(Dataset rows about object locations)
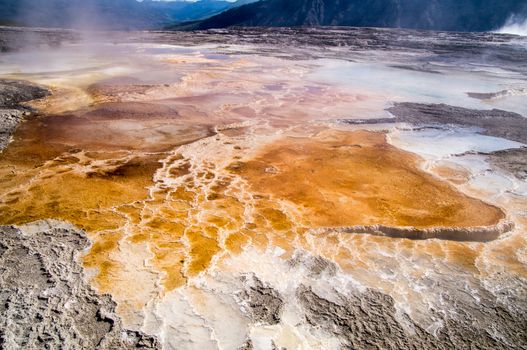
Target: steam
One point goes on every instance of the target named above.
(515, 25)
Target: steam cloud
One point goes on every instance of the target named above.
(515, 25)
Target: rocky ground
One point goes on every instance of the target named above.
(45, 300)
(495, 122)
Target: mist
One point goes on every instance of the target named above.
(515, 25)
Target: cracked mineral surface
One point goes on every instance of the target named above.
(263, 189)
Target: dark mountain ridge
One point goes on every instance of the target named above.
(107, 14)
(450, 15)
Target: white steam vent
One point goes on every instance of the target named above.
(515, 25)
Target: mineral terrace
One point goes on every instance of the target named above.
(263, 189)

TASK TO COMPLETE. Put every line of the rows above into a numbered list, skipping any blank lines. Leave the pictures out of your answer.

OUTPUT FOR THIS TASK.
1. Target: steam
2. One point goes on every instance of the target named above.
3. (515, 25)
4. Target: steam cloud
5. One point goes on every instance of the target named above.
6. (515, 25)
7. Target: rocky ground
8. One point goes on every instance of the target named above.
9. (45, 300)
10. (495, 122)
11. Target: mist
12. One point goes on every instance of the target named above.
13. (515, 25)
14. Target: cracked mineral surface
15. One point goes on every instance of the target named above.
16. (263, 189)
17. Target: dark mountain ridge
18. One point goes on every instance of the target named above.
19. (107, 14)
20. (450, 15)
21. Target: white steam vent
22. One point goes on every instance of the target named above.
23. (515, 25)
24. Target: mineral terrace
25. One point goes on every instance of the target named above.
26. (263, 189)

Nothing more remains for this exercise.